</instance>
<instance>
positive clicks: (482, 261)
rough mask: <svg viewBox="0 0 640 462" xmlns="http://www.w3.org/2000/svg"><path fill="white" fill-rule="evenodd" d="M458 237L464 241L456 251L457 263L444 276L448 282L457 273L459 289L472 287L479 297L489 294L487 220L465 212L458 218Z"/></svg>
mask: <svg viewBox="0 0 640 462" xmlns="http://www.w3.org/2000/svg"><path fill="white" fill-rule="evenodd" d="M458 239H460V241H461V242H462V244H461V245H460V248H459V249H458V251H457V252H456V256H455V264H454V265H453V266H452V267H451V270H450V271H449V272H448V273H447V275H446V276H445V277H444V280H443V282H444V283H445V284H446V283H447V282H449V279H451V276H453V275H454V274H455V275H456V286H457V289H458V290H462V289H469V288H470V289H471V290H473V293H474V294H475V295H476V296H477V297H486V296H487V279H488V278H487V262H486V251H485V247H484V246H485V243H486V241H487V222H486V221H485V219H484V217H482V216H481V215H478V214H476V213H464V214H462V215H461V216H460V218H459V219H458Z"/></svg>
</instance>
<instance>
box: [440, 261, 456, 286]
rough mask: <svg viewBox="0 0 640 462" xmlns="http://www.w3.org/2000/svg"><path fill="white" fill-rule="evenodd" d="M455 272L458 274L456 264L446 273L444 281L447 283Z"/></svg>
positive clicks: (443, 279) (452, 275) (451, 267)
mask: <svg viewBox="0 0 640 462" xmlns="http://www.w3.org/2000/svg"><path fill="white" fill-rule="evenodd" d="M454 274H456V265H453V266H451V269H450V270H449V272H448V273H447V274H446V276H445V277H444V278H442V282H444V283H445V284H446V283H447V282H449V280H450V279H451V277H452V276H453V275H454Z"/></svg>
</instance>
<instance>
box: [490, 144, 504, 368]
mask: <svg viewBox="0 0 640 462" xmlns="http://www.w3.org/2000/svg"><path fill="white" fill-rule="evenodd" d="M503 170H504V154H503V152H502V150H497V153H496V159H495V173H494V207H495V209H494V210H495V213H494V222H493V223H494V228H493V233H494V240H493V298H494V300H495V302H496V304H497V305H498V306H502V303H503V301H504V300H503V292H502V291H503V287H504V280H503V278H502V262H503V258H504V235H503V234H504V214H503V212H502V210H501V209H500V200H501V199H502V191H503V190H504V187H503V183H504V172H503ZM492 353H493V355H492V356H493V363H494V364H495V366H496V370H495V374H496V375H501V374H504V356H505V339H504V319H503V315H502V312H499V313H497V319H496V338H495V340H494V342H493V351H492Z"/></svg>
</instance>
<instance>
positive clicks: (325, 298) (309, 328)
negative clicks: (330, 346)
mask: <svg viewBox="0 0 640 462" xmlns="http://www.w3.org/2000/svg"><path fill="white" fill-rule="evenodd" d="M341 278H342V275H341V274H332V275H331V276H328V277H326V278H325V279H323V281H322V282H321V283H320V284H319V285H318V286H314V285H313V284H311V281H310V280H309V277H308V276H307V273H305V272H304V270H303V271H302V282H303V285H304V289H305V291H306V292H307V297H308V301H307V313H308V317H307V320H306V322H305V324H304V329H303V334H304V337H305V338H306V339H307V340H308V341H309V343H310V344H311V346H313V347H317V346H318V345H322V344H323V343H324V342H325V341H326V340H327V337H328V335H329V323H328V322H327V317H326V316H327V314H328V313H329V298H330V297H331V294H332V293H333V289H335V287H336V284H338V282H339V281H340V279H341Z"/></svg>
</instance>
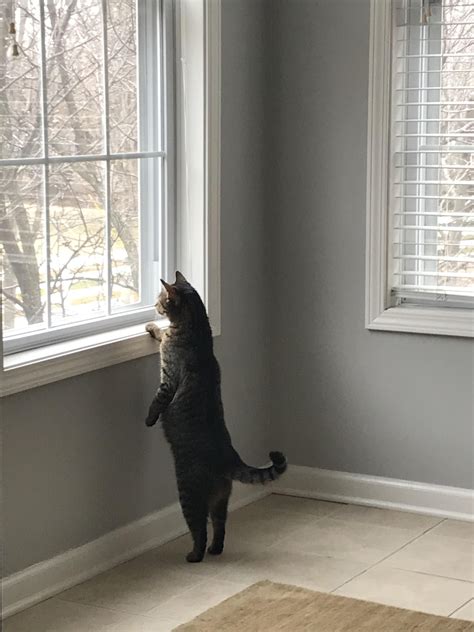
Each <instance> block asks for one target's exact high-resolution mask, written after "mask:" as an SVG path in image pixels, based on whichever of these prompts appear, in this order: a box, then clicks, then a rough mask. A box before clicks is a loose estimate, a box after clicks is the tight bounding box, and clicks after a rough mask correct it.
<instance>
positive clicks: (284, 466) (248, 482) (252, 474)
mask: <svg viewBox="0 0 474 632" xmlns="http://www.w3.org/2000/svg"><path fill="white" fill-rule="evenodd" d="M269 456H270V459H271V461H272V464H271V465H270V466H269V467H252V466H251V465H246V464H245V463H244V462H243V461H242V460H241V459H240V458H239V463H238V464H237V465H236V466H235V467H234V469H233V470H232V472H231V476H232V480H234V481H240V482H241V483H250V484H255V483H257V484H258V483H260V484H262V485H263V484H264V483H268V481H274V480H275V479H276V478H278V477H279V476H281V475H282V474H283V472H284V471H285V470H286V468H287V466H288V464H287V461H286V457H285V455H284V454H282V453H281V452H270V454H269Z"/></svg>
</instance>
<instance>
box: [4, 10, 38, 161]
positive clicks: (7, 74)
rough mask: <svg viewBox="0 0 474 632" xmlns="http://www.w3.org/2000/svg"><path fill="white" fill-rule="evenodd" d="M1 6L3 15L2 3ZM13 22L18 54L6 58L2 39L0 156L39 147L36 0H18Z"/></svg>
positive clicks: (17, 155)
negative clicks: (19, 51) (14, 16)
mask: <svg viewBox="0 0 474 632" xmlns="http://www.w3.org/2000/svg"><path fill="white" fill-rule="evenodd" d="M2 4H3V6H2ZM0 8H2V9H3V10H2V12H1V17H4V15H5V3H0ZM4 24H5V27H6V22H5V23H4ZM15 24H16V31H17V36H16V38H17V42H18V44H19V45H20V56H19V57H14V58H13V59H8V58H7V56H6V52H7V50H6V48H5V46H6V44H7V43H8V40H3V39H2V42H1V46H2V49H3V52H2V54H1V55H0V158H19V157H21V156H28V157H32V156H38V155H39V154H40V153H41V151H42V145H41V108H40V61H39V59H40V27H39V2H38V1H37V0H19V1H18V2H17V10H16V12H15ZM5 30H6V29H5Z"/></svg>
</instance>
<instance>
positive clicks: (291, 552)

--

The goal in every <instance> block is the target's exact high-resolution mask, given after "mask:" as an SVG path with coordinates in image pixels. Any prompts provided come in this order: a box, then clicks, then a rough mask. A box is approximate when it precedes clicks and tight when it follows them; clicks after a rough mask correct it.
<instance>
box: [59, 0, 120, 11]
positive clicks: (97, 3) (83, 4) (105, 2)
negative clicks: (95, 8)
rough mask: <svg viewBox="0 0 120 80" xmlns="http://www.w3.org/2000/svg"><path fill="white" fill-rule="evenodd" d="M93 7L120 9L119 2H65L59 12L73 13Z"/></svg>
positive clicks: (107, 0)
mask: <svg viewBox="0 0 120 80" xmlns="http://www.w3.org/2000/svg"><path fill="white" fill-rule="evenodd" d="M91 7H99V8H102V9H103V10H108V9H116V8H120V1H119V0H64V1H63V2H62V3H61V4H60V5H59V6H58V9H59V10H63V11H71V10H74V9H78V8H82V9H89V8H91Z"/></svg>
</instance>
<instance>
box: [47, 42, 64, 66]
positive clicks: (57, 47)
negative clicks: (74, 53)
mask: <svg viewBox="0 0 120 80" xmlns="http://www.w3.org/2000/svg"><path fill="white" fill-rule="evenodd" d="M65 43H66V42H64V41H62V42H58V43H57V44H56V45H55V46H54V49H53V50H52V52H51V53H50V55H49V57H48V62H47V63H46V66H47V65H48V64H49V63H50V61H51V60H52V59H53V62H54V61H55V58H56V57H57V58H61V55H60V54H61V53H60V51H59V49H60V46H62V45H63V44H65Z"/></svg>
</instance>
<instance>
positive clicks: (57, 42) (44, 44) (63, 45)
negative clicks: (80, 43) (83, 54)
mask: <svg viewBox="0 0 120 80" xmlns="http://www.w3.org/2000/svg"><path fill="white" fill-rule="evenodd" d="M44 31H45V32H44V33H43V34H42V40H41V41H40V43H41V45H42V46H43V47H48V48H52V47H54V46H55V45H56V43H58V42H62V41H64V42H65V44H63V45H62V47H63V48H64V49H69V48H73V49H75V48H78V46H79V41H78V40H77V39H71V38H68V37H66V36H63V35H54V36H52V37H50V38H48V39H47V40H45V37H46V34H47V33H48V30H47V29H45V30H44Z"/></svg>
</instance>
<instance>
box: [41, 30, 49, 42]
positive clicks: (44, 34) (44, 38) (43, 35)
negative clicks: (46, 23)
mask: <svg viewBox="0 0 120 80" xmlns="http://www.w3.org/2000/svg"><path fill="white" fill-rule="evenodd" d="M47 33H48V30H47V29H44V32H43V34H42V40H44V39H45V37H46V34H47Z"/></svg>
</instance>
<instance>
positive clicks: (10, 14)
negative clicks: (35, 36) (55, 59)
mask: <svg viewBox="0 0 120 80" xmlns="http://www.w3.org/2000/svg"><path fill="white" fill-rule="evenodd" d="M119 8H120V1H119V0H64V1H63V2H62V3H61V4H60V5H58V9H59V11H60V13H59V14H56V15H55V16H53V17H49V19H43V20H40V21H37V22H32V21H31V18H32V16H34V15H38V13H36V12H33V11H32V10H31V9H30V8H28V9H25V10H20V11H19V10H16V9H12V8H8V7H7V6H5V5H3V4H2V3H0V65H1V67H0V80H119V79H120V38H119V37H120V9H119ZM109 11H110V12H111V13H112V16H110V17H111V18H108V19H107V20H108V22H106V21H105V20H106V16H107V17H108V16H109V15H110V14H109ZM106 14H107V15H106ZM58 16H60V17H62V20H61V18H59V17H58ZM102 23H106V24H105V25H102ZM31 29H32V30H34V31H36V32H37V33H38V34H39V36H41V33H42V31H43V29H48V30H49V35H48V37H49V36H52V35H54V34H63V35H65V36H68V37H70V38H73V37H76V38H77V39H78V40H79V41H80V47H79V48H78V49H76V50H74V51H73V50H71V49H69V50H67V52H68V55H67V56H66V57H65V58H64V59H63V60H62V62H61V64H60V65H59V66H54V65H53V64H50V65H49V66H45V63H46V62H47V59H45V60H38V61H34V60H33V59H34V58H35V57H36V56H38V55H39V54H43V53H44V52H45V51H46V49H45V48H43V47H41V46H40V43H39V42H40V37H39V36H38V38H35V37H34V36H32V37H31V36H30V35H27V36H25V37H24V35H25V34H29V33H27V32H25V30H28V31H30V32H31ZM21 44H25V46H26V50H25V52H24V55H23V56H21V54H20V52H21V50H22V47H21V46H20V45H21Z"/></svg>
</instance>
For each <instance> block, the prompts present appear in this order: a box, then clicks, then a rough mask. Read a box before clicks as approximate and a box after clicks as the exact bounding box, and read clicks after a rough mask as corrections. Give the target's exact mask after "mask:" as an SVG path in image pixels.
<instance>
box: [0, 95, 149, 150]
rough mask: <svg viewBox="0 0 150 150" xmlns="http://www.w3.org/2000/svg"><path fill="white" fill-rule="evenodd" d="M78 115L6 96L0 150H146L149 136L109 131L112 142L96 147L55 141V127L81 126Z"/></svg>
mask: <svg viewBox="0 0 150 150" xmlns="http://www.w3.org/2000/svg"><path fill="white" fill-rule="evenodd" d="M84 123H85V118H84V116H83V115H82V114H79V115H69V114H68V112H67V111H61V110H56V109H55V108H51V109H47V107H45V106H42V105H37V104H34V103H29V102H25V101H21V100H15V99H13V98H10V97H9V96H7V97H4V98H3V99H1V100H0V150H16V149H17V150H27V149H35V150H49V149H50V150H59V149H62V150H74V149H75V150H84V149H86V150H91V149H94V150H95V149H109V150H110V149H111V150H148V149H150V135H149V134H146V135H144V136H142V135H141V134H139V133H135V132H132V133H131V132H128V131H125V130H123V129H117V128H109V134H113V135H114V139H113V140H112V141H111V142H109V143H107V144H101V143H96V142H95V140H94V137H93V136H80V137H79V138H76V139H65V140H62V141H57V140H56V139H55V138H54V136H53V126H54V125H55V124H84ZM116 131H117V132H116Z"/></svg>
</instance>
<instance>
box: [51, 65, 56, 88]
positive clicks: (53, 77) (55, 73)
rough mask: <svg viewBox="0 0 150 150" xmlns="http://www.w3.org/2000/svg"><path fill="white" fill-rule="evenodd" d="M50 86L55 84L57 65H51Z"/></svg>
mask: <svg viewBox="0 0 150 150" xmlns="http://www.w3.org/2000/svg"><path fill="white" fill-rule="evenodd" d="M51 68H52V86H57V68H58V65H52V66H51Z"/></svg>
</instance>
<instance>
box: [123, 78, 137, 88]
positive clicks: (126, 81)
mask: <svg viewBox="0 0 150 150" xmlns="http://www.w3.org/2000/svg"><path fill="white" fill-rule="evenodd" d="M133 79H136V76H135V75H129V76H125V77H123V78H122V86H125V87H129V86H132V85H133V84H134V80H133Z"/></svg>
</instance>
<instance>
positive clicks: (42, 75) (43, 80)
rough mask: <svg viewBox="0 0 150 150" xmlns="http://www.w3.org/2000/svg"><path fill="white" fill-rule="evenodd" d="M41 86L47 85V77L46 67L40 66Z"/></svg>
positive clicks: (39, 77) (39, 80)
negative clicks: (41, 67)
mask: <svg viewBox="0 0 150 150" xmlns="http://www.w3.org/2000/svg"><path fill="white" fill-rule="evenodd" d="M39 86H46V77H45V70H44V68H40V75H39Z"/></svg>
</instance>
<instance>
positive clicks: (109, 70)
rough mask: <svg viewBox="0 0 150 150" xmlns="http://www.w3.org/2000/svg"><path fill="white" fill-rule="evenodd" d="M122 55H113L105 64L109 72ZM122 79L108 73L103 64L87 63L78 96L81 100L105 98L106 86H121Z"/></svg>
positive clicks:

*Directions*. Count the lines of the listing above that contain the string "negative", and give only the number.

*Task result*. 8